***** Given information *****

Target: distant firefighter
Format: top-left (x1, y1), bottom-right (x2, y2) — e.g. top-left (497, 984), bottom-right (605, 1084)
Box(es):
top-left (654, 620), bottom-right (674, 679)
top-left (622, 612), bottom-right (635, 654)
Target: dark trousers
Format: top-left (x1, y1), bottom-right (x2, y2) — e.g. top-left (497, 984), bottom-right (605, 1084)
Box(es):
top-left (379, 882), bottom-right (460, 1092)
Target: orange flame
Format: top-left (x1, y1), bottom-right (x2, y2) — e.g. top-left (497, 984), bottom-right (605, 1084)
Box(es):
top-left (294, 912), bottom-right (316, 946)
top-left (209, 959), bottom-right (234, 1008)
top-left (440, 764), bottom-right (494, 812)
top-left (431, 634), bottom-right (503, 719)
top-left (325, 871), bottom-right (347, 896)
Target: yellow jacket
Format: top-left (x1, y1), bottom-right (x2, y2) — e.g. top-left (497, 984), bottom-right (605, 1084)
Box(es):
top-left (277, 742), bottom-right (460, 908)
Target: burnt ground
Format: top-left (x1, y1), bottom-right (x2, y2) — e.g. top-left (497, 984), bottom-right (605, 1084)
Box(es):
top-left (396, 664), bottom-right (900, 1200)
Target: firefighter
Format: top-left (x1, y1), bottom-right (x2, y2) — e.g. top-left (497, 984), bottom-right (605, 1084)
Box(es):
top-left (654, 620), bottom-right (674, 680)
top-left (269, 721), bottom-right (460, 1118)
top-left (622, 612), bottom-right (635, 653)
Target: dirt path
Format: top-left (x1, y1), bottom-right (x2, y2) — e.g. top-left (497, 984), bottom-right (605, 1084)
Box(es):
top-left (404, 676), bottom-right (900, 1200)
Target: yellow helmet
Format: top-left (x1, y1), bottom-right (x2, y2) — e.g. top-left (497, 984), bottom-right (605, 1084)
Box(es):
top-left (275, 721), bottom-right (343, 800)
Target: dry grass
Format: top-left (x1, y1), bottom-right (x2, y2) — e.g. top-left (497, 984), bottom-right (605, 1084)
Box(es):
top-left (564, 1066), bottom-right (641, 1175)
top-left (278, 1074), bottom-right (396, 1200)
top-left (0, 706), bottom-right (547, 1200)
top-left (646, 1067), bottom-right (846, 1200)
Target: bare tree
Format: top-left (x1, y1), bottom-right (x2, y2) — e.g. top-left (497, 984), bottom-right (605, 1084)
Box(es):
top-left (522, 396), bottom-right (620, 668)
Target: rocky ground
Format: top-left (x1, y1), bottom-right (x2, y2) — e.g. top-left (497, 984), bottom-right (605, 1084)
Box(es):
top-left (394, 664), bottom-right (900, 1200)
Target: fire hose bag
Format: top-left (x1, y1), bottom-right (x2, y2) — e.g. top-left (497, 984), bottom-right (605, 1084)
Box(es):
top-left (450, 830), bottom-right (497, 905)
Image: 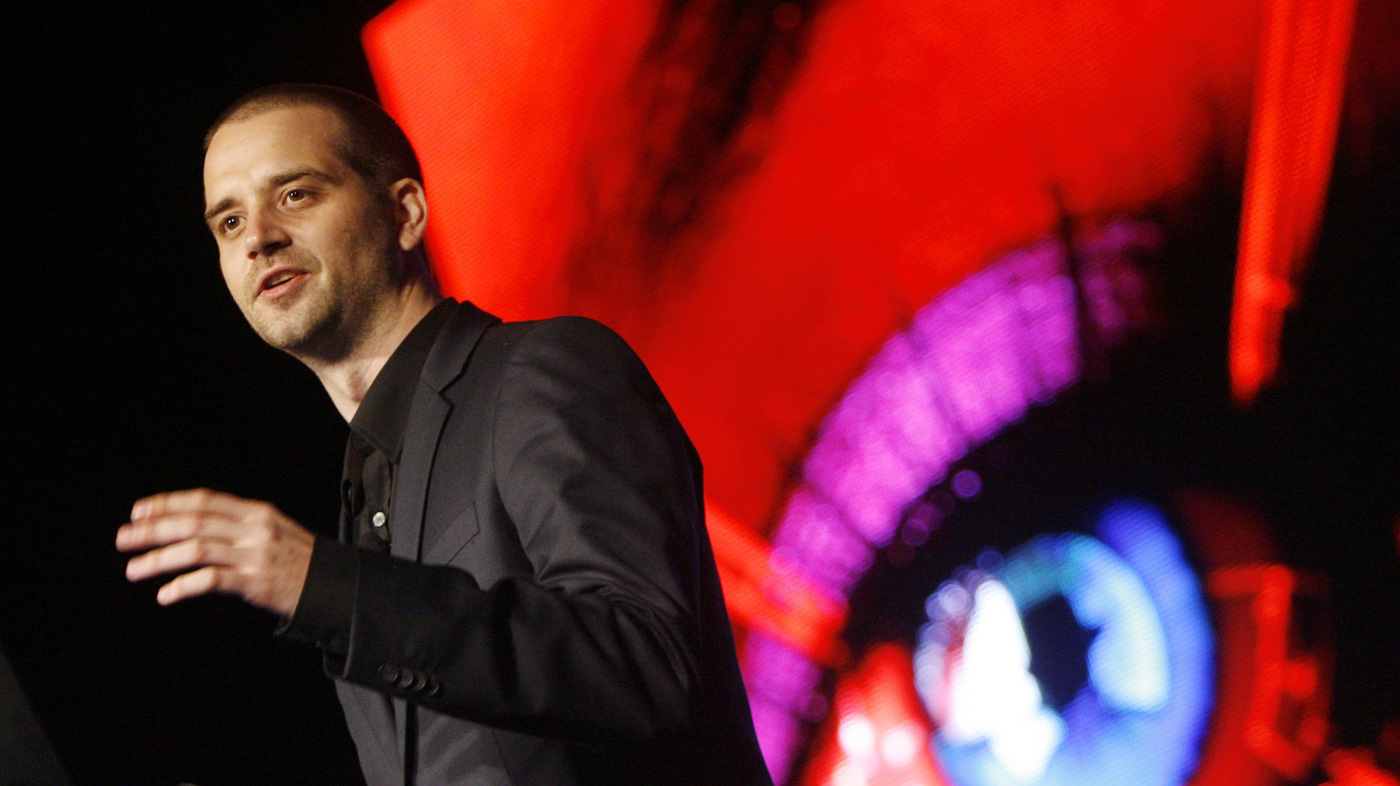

*****

■ Exercise ■
Extract, word for word, the lines of the records above from the line that contains "Target: orange flame" through the line that contains "top-left (440, 764), bottom-right (494, 812)", including both of those lines.

■ Written response ■
Target: orange flame
Format: top-left (x1, y1), bottom-right (x2, y2) — e.g. top-left (497, 984), bottom-right (605, 1084)
Box(es):
top-left (294, 912), bottom-right (316, 946)
top-left (209, 959), bottom-right (234, 1008)
top-left (440, 764), bottom-right (494, 812)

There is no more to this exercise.